» The task
I'd ask you to write out the lines below exactly, with no images.

====== Records to process ======

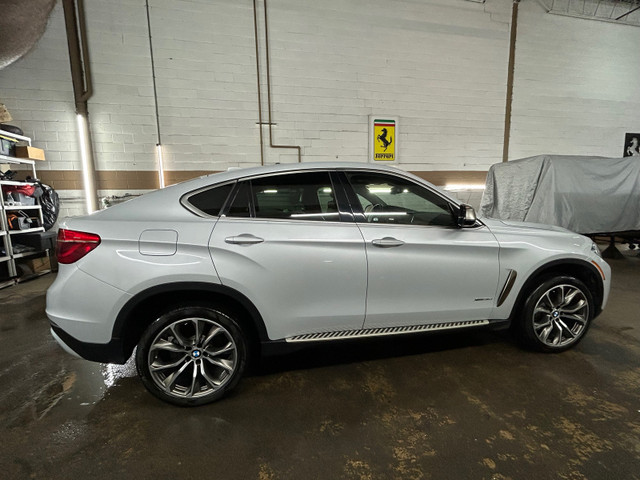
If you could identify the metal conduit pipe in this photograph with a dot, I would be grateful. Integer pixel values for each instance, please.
(255, 30)
(266, 35)
(82, 90)
(510, 75)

======

» Your response
If you could identify the metal conduit pipe in this photograph with a dot, I would be grateful. Integer pixel values for each instance, please.
(255, 30)
(266, 35)
(82, 90)
(510, 75)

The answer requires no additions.